I'm still waiting for the Chicago Tribune ombudsman to respond. (I'm still waiting for the Chicago Public Library, too. I wait years to give work away for free. Boy, does life suck.) Anyway, it's interesting to see the Chicago Tribune accept my "Big Apple" work. Once again this summer, my work appears without any credit whatsoever:
Nicknames no native would ever use:[RedEye Edition]
Chris Malcolm, RedEye. Chicago Tribune. Chicago, Ill.: Jun 6, 2003. pg. 3
COVER STORY.
Once during a World Series game in Los Angeles between the Yankees and Dodgers, a Dodgers fan held up a sign that read "Welcome back from the Rotten Apple." This would have been a much more clever dig at New Yorkers if New Yorkers actually called their city "The Big Apple." They don't.
The term was originally used by a columnist writing in the '20s about horse jockeys who dreamed of racing in "the Big Apple." In 1971, New York City adopted the term for tourism to attract more visitors, which explains why New Yorkers instantly hated the tag.

> Problems and tasks
a - According to the Big Apple extract, in what year did New York City adopt the term for tourism?
b - Copy the stretch of the Big Apple extract from "Once during a" through "hated the tag." word for word.
c - Carry on the Big Apple extract, starting right after its final sentence.

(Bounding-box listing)
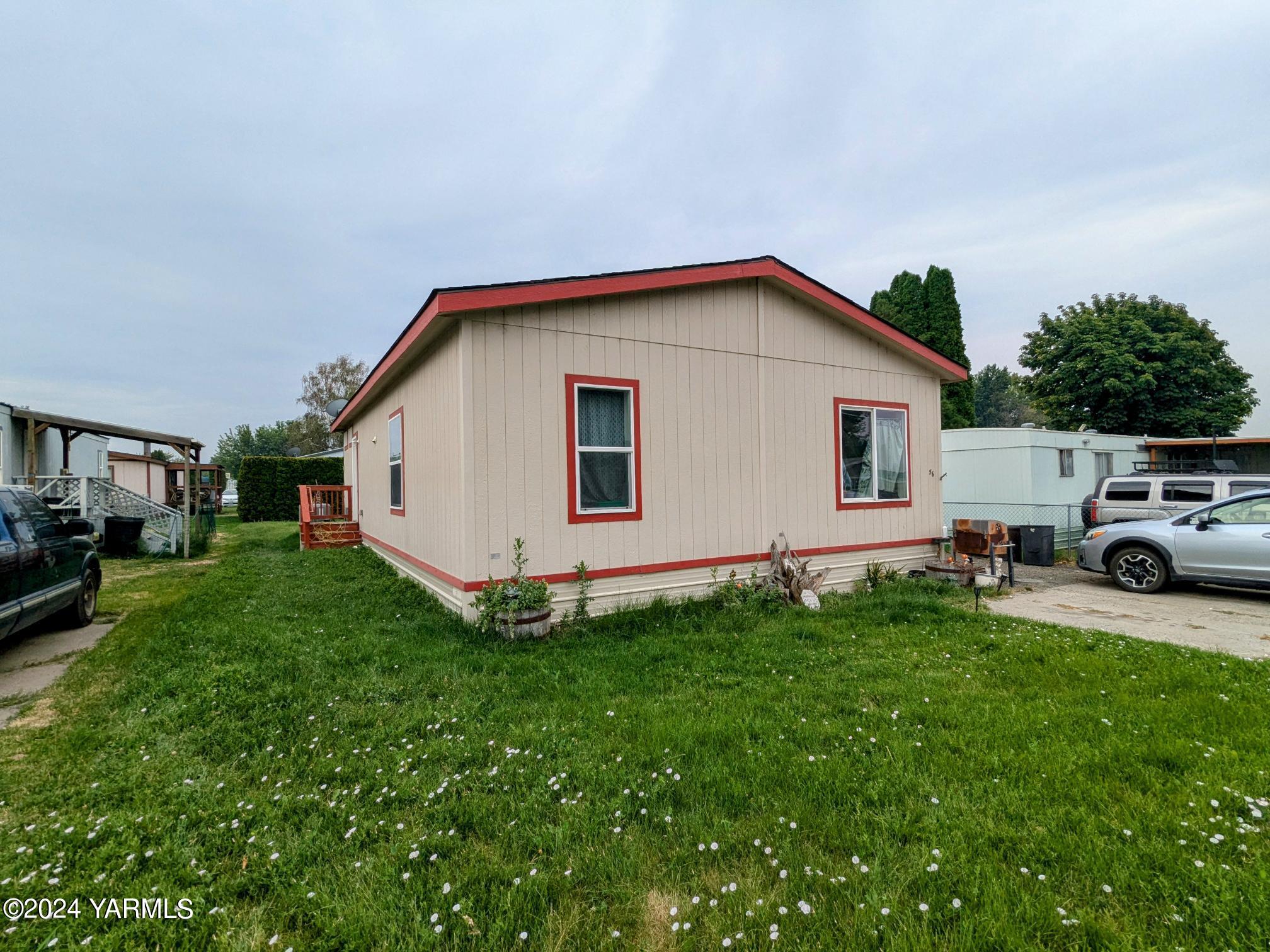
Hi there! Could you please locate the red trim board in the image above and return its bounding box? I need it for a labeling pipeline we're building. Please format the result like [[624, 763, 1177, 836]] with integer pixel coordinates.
[[564, 373, 644, 524], [833, 397, 913, 509], [362, 532, 939, 591], [362, 531, 469, 591], [330, 256, 969, 430]]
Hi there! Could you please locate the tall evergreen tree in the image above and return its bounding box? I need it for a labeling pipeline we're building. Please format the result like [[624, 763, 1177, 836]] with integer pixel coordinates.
[[869, 264, 974, 429], [974, 363, 1045, 426]]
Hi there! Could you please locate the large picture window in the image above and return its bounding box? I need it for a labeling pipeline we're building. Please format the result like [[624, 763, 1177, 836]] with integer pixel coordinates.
[[565, 375, 640, 522], [833, 399, 910, 509], [389, 407, 405, 515]]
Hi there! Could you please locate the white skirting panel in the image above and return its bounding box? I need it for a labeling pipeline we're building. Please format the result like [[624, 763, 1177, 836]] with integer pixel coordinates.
[[362, 540, 475, 617], [541, 545, 935, 615]]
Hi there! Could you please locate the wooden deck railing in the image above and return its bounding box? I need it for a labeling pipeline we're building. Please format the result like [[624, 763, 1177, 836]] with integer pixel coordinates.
[[300, 486, 357, 523], [300, 486, 362, 548]]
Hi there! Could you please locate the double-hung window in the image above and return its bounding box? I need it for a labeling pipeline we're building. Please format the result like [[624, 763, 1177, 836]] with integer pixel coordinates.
[[389, 407, 405, 515], [565, 375, 640, 522], [1058, 450, 1076, 476], [833, 399, 912, 509]]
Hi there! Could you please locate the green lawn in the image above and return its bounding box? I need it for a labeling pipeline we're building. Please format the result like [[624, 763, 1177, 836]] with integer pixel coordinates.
[[0, 521, 1270, 952]]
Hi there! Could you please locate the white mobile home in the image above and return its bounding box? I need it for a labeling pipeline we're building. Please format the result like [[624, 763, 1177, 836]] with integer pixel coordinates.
[[331, 258, 966, 613], [0, 404, 109, 484], [941, 426, 1149, 515], [108, 450, 168, 505]]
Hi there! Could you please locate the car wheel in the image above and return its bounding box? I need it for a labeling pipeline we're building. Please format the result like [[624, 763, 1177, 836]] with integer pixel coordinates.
[[1111, 546, 1169, 596], [62, 570, 98, 628]]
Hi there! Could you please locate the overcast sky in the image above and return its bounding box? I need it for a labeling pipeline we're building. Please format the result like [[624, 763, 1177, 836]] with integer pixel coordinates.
[[0, 0, 1270, 448]]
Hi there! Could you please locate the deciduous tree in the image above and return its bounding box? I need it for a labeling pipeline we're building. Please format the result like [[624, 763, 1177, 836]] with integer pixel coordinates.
[[1019, 293, 1257, 437], [974, 363, 1045, 426], [869, 264, 974, 429]]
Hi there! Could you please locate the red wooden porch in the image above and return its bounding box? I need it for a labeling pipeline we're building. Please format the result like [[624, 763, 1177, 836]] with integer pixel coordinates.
[[300, 486, 362, 548]]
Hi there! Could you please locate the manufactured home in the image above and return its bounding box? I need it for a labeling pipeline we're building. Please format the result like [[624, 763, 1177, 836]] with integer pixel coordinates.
[[331, 258, 966, 617], [106, 450, 168, 505]]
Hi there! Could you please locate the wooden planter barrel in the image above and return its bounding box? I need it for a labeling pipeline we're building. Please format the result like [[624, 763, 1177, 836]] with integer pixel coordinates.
[[498, 606, 551, 641]]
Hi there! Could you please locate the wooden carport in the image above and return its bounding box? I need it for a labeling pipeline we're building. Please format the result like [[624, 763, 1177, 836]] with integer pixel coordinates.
[[13, 406, 203, 558]]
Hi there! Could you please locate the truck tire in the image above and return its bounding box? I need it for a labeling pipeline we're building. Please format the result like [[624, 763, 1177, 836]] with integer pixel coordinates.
[[1107, 546, 1169, 596], [62, 569, 99, 628]]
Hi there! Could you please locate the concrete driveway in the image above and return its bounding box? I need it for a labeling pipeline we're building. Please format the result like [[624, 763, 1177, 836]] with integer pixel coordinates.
[[0, 621, 114, 727], [992, 566, 1270, 657]]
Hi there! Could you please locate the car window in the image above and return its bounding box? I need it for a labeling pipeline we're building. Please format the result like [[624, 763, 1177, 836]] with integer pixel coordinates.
[[1209, 496, 1270, 526], [0, 492, 35, 542], [18, 492, 62, 538], [1231, 480, 1270, 496], [1106, 480, 1150, 502], [1160, 482, 1213, 502]]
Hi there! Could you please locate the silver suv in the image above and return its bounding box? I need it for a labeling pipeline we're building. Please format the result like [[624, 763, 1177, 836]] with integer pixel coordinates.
[[1076, 490, 1270, 594]]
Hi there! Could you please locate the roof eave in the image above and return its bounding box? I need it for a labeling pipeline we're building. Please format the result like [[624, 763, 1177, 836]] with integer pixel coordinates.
[[330, 255, 969, 431]]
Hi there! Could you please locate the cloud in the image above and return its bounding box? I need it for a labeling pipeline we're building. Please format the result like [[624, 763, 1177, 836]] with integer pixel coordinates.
[[0, 3, 1270, 442]]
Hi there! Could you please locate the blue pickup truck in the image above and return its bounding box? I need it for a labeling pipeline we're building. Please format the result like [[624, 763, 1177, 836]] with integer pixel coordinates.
[[0, 486, 101, 638]]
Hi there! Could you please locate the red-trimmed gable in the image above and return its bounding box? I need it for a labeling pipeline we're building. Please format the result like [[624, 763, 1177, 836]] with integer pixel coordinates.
[[330, 255, 969, 430]]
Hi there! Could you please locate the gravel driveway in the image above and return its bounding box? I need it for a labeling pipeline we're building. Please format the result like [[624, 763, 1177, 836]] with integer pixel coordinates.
[[992, 565, 1270, 657]]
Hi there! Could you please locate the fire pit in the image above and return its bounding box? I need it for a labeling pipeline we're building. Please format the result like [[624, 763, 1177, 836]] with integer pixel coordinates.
[[926, 557, 974, 587]]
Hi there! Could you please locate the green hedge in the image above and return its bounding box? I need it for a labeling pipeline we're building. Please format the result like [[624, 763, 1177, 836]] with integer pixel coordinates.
[[239, 456, 344, 522]]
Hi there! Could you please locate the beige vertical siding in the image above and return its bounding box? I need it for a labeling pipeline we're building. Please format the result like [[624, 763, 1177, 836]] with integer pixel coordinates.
[[106, 458, 168, 504], [464, 281, 941, 591], [344, 326, 470, 608]]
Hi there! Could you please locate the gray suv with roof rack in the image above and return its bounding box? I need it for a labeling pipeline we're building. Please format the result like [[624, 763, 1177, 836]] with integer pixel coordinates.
[[1076, 489, 1270, 594], [1081, 472, 1270, 530]]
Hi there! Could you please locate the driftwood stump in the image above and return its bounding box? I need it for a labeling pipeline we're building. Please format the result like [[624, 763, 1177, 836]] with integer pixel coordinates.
[[764, 532, 829, 604]]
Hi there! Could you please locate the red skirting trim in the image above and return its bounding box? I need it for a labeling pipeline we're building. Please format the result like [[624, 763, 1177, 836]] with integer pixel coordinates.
[[362, 532, 469, 591], [362, 532, 939, 591]]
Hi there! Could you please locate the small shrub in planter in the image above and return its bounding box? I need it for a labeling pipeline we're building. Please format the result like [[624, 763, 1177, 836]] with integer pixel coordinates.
[[472, 538, 551, 640]]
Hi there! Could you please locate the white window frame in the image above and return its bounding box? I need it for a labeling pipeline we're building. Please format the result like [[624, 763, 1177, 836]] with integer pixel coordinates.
[[838, 404, 913, 505], [1058, 447, 1076, 480], [387, 407, 405, 515], [573, 382, 638, 515]]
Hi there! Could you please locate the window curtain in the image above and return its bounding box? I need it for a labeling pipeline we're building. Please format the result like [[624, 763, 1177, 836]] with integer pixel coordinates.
[[874, 410, 908, 499], [578, 390, 631, 447], [578, 453, 631, 509]]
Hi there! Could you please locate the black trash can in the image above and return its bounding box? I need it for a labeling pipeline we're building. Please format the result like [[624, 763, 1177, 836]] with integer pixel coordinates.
[[1019, 526, 1054, 565], [101, 515, 146, 557]]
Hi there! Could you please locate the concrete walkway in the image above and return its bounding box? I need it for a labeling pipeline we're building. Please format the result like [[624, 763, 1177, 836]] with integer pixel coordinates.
[[0, 622, 114, 728], [992, 572, 1270, 657]]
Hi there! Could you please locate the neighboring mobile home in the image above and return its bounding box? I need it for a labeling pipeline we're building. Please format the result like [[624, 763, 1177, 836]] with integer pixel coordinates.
[[106, 450, 168, 505], [942, 425, 1149, 510], [331, 258, 966, 617], [0, 402, 109, 484]]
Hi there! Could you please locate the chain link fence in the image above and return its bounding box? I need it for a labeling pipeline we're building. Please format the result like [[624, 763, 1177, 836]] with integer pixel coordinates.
[[944, 502, 1086, 550]]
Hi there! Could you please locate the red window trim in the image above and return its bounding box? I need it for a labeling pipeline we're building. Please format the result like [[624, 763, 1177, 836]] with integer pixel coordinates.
[[362, 531, 941, 591], [564, 373, 644, 524], [833, 397, 913, 510], [388, 404, 405, 515]]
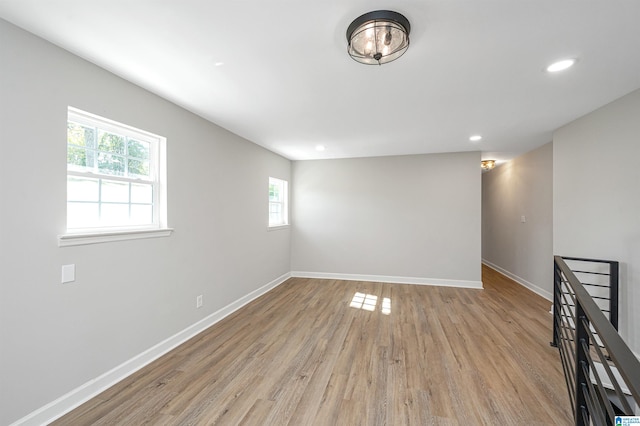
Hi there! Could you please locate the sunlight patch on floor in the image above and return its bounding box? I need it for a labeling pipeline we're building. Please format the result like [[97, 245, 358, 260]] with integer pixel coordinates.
[[349, 292, 391, 315]]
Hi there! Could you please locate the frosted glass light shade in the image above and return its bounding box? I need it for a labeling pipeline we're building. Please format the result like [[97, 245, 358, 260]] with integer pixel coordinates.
[[347, 10, 411, 65]]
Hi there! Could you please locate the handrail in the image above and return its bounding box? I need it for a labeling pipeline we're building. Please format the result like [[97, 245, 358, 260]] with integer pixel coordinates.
[[553, 256, 640, 425]]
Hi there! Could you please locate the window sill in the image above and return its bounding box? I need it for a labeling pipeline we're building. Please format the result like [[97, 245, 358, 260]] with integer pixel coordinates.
[[58, 228, 173, 247]]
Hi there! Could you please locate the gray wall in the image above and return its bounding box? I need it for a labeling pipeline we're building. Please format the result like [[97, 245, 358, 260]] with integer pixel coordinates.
[[482, 143, 553, 300], [291, 152, 481, 285], [0, 20, 290, 425], [553, 90, 640, 354]]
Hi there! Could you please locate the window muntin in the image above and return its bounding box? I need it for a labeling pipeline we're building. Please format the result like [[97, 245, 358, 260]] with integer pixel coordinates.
[[269, 177, 289, 227], [67, 107, 166, 232]]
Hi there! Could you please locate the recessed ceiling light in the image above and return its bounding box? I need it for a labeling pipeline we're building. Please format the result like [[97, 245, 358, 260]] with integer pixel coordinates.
[[547, 59, 576, 72]]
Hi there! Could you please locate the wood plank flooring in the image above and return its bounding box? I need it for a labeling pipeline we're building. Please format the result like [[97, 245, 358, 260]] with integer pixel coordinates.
[[53, 266, 572, 426]]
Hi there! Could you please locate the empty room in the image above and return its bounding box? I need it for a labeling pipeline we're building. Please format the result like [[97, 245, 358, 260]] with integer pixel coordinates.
[[0, 0, 640, 426]]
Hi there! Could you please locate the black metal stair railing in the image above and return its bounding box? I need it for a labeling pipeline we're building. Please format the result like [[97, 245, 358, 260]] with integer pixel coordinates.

> Response list
a - 1971

b -
Once during a World Series game in Los Angeles between the Yankees and Dodgers, a Dodgers fan held up a sign that read "Welcome back from the Rotten Apple." This would have been a much more clever dig at New Yorkers if New Yorkers actually called their city "The Big Apple." They don't.
The term was originally used by a columnist writing in the '20s about horse jockeys who dreamed of racing in "the Big Apple." In 1971, New York City adopted the term for tourism to attract more visitors, which explains why New Yorkers instantly hated the tag.

c -
Chicago's version? "Chi-town." There are two reasons no one uses "Chi-town:" One, it's dumb. Two, if you did use it, you would be pummeled by people who think it's dumb. That's the Chicago way.
"Windy City" is equally offensive, even though it's plastered on shot glasses and T-shirts all over town. Using "Windy City" is like using the old line: "Don't like the weather in Chicago? Wait five minutes." Yes, and in those five minutes, you will be escorted to Indiana and dropped off at the border by the proper authorities.